PAGE TEXT -
The human pulse is the rhythmic expansion and contraction of an artery as blood is pushed through the circulatory system by the heart. While a peripheral pulse, such as the radial pulse at the wrist, measures the wave of blood pressure in the arteries, the apical pulse measures the heart rate directly at its source. This measurement is taken over the heart’s apex and provides the true count of ventricular contractions. The apical pulse is considered the most accurate method for determining heart rate, helping healthcare professionals assess overall cardiovascular function.
Defining the Apical Pulse and Identifying the Point of Maximal Impulse
The apical pulse is a direct reflection of the mechanical contraction of the heart’s ventricles, particularly the left ventricle. This measurement is taken over the apex of the heart, which is the lower, pointed end of the organ. The physical impulse felt or heard at this specific spot is known as the Point of Maximal Impulse (PMI) or the apex beat.
In most adults, the PMI is anatomically located at the intersection of the fifth intercostal space and the mid-clavicular line on the left side of the chest. The fifth intercostal space is the gap between the fifth and sixth ribs, and the mid-clavicular line is an imaginary vertical line drawn down from the midpoint of the collarbone. Because this location is directly over the left ventricle’s tip, it is the most reliable site to detect the heart’s actual beat.
The Technique for Measuring Apical Heart Rate
Measuring the apical heart rate requires a stethoscope and a watch or timer with a second hand to auscultate the heart sounds accurately. The patient should be positioned comfortably, either lying flat (supine) or sitting upright. Sometimes a slight turn to the left side can make the impulse easier to hear. After locating the Point of Maximal Impulse (PMI) on the chest, the diaphragm of the stethoscope is placed firmly over this area.
The healthcare professional listens for the distinct “lub-dub” sounds, which represent one complete heartbeat. The “lub” sound (S1) is the closing of the mitral and tricuspid valves, while the “dub” (S2) is the closing of the aortic and pulmonic valves. Each “lub-dub” sequence counts as one beat, and the rate is determined by counting the number of sequences that occur in one minute. Counting for a full 60 seconds is the standard practice for an apical rate measurement, especially if the heart rhythm is irregular.

DATA FOR REVIEW -
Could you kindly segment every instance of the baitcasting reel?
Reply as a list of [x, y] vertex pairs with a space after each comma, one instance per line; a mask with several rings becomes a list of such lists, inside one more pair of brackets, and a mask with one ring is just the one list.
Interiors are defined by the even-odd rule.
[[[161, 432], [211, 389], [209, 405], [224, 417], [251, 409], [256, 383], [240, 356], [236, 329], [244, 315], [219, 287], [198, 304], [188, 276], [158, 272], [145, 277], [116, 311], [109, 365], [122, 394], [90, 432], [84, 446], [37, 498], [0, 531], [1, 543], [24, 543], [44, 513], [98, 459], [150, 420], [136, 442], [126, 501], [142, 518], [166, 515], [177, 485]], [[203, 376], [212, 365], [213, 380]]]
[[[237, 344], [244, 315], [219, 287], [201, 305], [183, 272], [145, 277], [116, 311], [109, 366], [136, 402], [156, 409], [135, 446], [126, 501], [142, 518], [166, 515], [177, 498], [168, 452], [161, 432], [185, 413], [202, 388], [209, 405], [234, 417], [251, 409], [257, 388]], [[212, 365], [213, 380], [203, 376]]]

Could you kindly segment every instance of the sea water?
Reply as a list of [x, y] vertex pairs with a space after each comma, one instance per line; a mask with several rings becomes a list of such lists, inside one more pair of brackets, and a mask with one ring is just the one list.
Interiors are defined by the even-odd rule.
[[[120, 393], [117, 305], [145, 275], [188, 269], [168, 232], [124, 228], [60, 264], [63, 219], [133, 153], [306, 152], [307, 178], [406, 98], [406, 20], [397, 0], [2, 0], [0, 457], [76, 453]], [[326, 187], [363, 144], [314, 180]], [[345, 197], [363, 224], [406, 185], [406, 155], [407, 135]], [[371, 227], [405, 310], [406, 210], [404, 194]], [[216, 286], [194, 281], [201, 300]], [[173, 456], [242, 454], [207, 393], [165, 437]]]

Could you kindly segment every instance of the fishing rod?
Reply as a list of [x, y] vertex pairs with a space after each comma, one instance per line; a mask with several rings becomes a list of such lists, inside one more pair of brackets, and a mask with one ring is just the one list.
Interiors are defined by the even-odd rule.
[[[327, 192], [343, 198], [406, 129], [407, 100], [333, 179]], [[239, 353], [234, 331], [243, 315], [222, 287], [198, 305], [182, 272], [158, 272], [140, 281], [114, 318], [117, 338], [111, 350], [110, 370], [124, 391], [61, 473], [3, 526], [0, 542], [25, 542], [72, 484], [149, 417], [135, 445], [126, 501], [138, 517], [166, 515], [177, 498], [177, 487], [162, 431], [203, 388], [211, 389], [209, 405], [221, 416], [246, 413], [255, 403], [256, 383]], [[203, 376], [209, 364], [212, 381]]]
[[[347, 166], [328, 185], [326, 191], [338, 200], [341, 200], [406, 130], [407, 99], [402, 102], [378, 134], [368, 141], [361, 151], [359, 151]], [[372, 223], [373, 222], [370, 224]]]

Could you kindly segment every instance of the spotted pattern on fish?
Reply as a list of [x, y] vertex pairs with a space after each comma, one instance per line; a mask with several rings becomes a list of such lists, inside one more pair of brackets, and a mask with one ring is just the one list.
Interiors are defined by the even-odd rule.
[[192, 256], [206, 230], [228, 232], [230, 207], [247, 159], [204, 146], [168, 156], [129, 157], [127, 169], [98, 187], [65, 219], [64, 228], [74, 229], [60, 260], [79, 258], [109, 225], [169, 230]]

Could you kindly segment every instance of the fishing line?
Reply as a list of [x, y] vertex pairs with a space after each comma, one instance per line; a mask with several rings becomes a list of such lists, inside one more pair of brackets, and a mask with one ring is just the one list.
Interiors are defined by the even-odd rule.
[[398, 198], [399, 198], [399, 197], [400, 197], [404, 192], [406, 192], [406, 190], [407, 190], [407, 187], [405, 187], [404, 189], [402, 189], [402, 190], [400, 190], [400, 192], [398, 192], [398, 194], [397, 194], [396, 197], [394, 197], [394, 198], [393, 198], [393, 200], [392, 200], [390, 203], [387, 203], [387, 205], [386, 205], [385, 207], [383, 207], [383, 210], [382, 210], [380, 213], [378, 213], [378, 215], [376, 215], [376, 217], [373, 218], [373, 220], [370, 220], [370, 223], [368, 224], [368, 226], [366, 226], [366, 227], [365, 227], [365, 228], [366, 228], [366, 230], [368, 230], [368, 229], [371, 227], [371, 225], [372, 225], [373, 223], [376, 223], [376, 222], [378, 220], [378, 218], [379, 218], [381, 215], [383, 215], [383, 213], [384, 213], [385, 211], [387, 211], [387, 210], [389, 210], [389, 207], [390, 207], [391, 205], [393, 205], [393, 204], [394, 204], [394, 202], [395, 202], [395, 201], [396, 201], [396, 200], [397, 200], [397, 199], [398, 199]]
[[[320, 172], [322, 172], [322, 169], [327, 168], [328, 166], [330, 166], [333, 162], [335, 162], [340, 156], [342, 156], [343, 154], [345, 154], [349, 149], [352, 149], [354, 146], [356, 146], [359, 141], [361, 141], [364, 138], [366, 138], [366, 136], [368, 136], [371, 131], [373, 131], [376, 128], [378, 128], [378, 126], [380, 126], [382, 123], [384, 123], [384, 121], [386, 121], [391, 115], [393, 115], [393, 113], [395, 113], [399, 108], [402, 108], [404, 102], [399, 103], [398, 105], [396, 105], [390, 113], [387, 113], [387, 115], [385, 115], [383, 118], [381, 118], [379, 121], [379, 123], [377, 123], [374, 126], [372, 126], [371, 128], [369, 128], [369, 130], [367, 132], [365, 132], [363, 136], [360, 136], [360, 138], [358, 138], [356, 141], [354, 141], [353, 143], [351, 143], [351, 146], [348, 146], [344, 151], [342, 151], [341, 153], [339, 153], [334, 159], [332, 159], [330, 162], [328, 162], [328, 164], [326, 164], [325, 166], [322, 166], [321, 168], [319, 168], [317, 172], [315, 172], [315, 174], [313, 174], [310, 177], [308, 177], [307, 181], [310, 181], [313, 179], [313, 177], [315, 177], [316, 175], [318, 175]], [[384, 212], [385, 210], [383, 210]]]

WHAT YOU HAVE TO DO -
Copy the apical pulse text from "The healthcare professional" through "rhythm is irregular.", substituting "sixty seconds" for "60 seconds". The records have no connection to the apical pulse text.

EXERCISE RESPONSE -
The healthcare professional listens for the distinct “lub-dub” sounds, which represent one complete heartbeat. The “lub” sound (S1) is the closing of the mitral and tricuspid valves, while the “dub” (S2) is the closing of the aortic and pulmonic valves. Each “lub-dub” sequence counts as one beat, and the rate is determined by counting the number of sequences that occur in one minute. Counting for a full sixty seconds is the standard practice for an apical rate measurement, especially if the heart rhythm is irregular.